[Saved data entries]
- - -

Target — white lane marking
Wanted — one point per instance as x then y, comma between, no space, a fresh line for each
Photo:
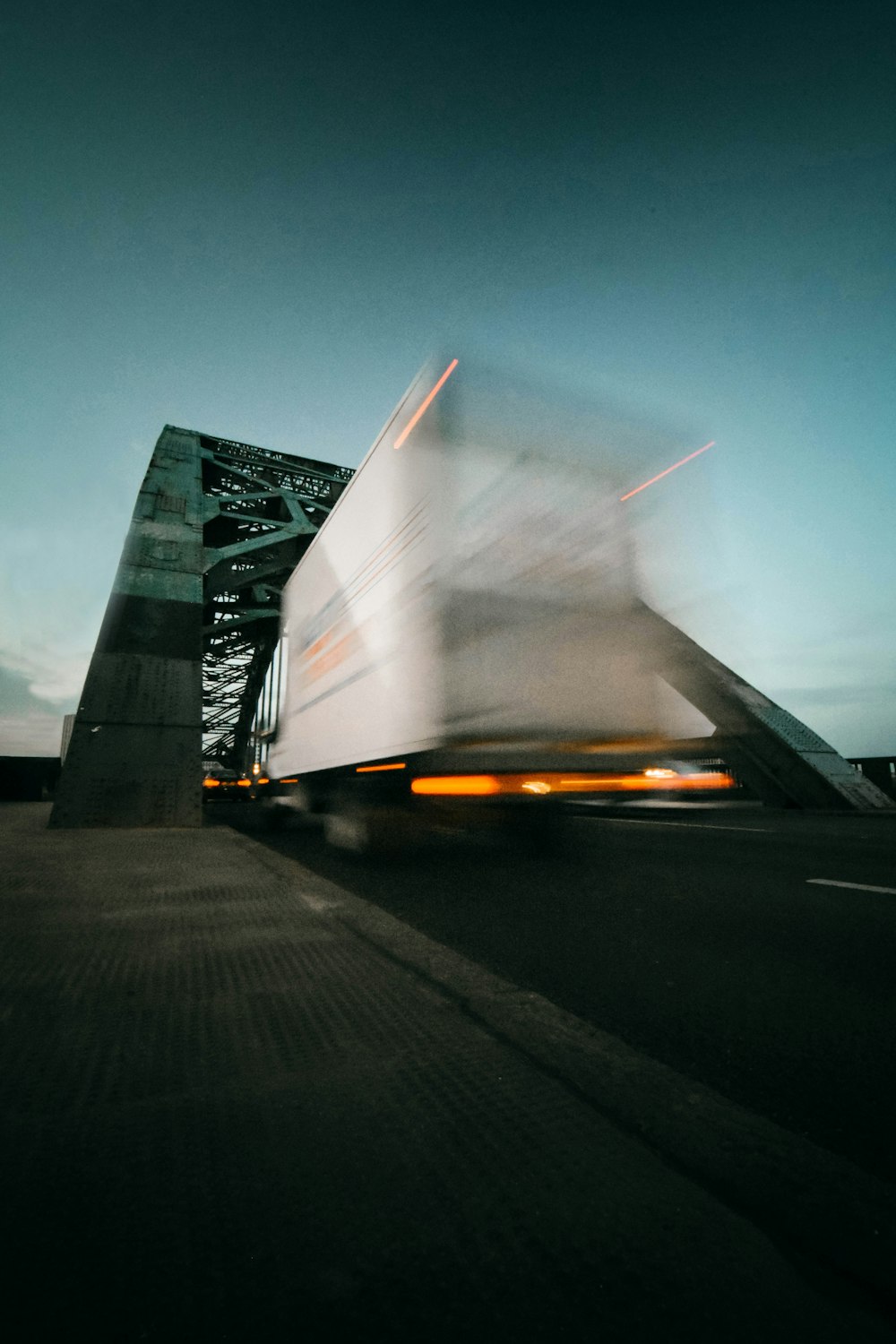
853,886
691,825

- - -

What's needed is every line above, retyped exactly and free of pictures.

Problem solution:
Target — white lane marking
Wanted — one point per instance as x then y, comma between, no space, a fresh line for each
Photo:
853,886
691,825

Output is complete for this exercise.